* 依頼内容 *
以下にあるMDRTのコミッション依存問題についての文章を、最後の文の後から書き継いでください。

* 引用文 *
════════════════════
MDRT(Million Dollar Round Table)は、生命保険および金融サービス業界における高い業績を上げたプロフェッショナルたちが集まる国際的な組織です。MDRTのメンバーシップは、業績と顧客サービスの卓越性の証とされ、保険業界では非常に名誉なものとされています。しかしながら、MDRTのメンバーになるためには高いコミッション(手数料)収入が求められることから、その達成に伴う様々な問題が指摘されています。以下に、MDRTのコミッション依存問題について詳細にまとめます。
MDRTになるにはどうすればいいのですか?
2024年度MDRT入会基準では手数料ベースで¥7,547,000となっています。
- MDRTのコミッション依存問題とは
- 問題をなくすために
MDRTのコミッション依存問題とは
MDRTのメンバーシップは高いコミッション収入を基準としており、このため一部の保険代理店や営業担当者は、MDRTの資格を得るためにコミッションを重視した営業活動を行うことがあります。これは、顧客のニーズや利益を考慮せずに高額な保険商品を売り込むことを促す可能性があり、結果として顧客の利益を損なうリスクがあります。
顧客との信頼関係の損失
コミッション重視の販売は、顧客との信頼関係に悪影響を及ぼすことがあります。顧客は、自分の利益よりも営業担当者の収入を優先する姿勢を感じ取ると、信頼を失う可能性があります。これは、長期的な顧客関係の構築において重大な障害となります。
倫理的問題の発生
MDRTの基準を満たすために、営業担当者が無理な販売を行うことは倫理的な問題を引き起こします。保険業界においては、顧客の利益を第一に考えることが重要ですが、コミッションを優先するあまり、顧客の利益が二の次にされるケースが発生します。これにより、業界全体の信頼性が損なわれるリスクもあります。
════════════════════
* データ行 *
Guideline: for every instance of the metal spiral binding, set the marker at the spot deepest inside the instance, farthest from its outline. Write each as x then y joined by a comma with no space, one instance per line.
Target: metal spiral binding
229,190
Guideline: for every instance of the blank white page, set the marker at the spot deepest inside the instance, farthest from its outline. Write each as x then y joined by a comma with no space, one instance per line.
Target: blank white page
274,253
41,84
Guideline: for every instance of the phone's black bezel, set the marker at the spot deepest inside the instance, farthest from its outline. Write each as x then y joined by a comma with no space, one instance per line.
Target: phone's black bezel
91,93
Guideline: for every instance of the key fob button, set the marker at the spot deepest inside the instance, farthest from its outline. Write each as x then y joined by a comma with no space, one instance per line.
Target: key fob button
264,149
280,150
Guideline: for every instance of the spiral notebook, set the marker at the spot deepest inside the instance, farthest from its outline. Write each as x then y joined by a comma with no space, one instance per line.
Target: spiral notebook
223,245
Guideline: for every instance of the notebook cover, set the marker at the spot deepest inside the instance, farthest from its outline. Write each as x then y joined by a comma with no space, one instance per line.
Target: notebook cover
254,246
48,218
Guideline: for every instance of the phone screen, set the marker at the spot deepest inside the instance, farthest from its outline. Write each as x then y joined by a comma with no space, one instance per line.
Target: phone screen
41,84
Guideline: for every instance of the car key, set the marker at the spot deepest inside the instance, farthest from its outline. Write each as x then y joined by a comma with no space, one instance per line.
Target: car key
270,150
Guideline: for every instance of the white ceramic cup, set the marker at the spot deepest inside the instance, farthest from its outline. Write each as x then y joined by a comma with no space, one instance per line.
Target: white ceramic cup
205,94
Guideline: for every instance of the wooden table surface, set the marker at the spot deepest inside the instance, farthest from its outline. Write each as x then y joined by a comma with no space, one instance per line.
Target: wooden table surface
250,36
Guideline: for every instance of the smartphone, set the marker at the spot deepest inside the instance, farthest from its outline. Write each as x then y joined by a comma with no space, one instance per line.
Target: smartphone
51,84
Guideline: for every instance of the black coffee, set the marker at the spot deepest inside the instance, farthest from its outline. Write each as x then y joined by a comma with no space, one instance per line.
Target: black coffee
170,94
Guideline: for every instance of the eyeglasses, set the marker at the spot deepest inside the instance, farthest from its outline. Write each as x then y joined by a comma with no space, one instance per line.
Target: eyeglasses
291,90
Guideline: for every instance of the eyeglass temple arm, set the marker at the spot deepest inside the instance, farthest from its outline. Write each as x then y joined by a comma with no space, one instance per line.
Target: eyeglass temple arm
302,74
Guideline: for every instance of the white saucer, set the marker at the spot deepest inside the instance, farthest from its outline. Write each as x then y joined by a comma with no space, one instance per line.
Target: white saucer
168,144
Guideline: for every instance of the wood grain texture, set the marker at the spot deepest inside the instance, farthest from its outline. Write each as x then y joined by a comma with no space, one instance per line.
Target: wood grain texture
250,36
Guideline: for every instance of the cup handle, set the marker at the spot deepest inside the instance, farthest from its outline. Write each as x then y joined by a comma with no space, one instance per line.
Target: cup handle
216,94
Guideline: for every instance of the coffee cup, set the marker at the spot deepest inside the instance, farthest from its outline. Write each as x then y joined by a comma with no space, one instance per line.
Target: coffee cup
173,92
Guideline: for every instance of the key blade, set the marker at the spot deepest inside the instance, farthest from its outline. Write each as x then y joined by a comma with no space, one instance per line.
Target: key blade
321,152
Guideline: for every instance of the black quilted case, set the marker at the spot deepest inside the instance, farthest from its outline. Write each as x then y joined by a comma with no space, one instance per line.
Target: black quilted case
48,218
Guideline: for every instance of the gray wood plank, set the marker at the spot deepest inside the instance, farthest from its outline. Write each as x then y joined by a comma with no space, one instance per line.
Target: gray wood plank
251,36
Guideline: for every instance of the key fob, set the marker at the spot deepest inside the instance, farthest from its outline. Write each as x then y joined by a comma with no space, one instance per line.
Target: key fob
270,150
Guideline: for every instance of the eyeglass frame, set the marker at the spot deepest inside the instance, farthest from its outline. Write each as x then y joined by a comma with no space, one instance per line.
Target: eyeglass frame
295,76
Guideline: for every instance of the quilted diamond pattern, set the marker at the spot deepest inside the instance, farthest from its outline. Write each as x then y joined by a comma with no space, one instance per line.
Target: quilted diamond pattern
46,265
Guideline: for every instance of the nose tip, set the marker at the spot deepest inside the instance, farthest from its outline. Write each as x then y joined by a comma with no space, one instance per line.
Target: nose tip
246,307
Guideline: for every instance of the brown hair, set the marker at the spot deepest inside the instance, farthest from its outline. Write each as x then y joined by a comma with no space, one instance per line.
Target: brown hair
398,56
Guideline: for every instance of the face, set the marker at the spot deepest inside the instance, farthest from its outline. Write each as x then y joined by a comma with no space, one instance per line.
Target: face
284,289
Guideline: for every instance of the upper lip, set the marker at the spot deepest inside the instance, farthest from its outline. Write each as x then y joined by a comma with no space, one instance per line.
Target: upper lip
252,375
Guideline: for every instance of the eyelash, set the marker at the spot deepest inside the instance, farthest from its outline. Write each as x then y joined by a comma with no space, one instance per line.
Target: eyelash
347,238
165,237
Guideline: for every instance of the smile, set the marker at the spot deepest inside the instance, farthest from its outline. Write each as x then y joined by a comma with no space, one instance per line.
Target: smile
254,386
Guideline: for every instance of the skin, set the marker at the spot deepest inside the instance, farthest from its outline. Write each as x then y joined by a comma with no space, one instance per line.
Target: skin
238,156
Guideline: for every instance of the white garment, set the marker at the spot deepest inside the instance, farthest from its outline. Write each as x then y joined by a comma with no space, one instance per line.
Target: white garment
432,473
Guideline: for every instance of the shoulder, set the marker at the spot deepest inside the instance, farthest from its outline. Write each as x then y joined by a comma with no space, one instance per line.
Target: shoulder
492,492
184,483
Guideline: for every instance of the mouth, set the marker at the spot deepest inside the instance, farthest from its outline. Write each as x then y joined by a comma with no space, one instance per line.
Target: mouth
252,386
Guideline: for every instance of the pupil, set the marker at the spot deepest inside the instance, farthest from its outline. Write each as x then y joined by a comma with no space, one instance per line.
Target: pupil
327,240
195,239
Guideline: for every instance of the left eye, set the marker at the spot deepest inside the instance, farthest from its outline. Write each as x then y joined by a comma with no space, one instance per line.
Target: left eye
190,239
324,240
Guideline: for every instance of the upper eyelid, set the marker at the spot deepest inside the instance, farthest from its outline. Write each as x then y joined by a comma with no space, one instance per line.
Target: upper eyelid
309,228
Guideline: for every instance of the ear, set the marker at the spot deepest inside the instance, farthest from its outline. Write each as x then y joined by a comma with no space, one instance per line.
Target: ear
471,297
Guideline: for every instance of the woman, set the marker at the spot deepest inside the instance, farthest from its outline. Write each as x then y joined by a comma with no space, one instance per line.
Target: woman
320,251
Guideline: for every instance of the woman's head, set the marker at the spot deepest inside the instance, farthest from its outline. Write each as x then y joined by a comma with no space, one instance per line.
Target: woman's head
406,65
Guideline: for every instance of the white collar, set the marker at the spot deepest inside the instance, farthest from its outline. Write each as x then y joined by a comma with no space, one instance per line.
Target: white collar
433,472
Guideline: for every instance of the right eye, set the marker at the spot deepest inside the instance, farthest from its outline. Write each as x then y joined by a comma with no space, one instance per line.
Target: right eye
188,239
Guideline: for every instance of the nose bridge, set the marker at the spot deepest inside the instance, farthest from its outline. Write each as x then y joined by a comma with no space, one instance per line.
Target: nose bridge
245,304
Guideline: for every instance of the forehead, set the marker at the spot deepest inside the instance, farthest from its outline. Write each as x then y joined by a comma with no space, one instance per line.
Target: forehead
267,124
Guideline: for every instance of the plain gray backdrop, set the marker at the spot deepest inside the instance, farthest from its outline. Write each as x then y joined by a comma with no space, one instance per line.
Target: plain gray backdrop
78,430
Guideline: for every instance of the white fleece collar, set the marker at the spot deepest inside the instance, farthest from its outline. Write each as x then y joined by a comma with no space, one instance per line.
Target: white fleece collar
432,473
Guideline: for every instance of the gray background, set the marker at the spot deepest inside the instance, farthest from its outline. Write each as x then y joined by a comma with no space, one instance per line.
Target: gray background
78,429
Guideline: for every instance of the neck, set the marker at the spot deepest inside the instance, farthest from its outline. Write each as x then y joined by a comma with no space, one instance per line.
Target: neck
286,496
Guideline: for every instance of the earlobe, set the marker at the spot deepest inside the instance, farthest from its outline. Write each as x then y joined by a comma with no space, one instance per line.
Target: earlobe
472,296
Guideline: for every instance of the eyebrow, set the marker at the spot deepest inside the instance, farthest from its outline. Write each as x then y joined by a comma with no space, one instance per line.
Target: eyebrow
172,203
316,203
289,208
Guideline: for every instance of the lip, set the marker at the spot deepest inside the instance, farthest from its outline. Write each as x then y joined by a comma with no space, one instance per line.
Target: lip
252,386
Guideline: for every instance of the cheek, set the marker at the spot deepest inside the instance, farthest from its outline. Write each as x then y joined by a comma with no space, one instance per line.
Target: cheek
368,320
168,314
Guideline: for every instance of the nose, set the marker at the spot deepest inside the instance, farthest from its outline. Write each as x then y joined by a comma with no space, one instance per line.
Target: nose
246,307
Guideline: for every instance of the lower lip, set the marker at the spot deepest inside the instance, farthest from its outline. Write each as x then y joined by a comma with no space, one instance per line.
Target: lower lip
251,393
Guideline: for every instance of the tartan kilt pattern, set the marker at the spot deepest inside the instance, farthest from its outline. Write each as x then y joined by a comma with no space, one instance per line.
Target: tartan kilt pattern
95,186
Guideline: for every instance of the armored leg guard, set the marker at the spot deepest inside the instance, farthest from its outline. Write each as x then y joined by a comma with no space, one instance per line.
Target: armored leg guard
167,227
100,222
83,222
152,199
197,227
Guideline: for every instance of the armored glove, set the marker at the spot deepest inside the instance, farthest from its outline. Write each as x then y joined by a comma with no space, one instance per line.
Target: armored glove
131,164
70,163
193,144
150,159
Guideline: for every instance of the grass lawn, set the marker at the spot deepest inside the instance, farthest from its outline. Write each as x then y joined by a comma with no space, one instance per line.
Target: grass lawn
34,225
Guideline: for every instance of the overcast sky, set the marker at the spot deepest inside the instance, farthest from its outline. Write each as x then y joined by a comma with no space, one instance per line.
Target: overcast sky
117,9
════════════════════
* 回答 *
営業担当者のプレッシャー
営業担当者にとって、MDRTのメンバーシップを目指すことは大きなプレッシャーとなります。高いコミッション目標を達成するためには、激しい競争と高い業績が求められ、これがストレスの原因となることがあります。営業担当者の過度なプレッシャーは、モチベーションの低下やバーンアウト(燃え尽き症候群)を引き起こすリスクがあります。
市場の健全性の低下
コミッション重視の販売が広まると、市場全体の健全性が損なわれる可能性があります。顧客にとって最適な商品が提供されず、無駄な保険契約が増えることで、市場の透明性や公正性が低下します。これは、長期的には保険業界全体の成長を阻害する要因となります。
数字目標はいいですが、それが顧客のデメリットになるのはよくないですね。
はい、目先のことだけ考える人だとそうなりかねませんね。
問題をなくすために
教育とトレーニングの強化
営業担当者の教育とトレーニングを強化することも重要です。倫理的な販売手法や顧客のニーズに基づいた提案を行うためのスキルを磨くことで、コミッション重視の問題を解決する一助となります。MDRTメンバーシップを目指すプロフェッショナルには、高い倫理基準と顧客サービスの重要性を強調する教育が求められます。
代替手数料モデルの必要性
これらの問題に対処するためには、代替手数料モデルの導入が検討されています。例えば、フィーベース(固定報酬型)のモデルや、パフォーマンスに基づく報酬体系を導入することで、コミッション依存を減らし、顧客の利益を最優先するインセンティブを提供することが可能です。
固定報酬型というのはどういったものですか?
米国のファイナンシャルプランナーなどではクライアントの資産残高の◯%といった報酬形態になっています。このことをフィーベース(固定報酬型)といいます。資産が増えれば報酬が増えるので顧客と同じ目線で考えられると言われています。
まとめ
- コミッションだけを重視してしまうと弊害が起きる
- 数字目標は重要だがそれ以外での評価も必要
MDRTのコミッション依存問題は、保険業界における複雑な課題の一つです。高い業績を上げることが求められる中で、顧客の利益を最優先に考えることは容易ではありません。しかし、長期的な視点での顧客関係の構築や、業界全体の健全性を維持するためには、これらの問題に真摯に取り組むことが不可欠です。代替手数料モデルの導入や教育の強化を通じて、コミッション依存から脱却し、より倫理的かつ顧客志向のビジネスモデルを確立することが求められます。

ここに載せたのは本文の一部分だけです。